● TASK OBJECTIVE
This exercise asks for a copy of each line in the records below with the word "shrub" in it.

- - - - -

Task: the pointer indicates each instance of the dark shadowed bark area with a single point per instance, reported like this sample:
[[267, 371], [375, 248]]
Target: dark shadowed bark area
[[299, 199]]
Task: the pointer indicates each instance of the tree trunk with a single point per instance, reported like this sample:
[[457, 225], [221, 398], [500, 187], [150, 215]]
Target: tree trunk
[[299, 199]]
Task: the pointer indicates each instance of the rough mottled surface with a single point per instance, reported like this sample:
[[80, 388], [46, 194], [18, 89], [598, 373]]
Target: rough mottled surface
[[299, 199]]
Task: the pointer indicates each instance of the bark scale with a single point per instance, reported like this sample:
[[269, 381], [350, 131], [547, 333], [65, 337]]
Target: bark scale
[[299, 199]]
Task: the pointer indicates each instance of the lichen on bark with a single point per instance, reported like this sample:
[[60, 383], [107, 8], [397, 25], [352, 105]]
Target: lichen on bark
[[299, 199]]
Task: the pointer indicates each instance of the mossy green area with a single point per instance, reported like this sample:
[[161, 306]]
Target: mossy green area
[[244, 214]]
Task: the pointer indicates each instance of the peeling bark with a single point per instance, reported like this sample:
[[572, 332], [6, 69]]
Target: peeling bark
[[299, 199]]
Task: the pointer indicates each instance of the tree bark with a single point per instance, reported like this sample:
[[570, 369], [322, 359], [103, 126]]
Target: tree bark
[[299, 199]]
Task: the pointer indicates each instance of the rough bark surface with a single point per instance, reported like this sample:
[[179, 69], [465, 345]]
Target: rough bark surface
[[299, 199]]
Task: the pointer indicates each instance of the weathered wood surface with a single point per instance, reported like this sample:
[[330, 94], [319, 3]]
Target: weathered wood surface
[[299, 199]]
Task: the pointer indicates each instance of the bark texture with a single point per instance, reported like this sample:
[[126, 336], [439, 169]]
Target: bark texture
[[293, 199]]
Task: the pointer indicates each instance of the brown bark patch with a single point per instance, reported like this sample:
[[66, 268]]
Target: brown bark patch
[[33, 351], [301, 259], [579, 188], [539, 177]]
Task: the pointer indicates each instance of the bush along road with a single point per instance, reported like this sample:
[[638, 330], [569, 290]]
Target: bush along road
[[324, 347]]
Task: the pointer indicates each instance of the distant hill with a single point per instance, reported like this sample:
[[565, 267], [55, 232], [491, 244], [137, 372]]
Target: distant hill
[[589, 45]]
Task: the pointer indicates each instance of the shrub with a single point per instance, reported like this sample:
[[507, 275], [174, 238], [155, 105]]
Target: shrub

- - - - -

● RESPONSE AREA
Task: the pointer indicates each instance of the shrub with a single point per instance, reported like this sample:
Target: shrub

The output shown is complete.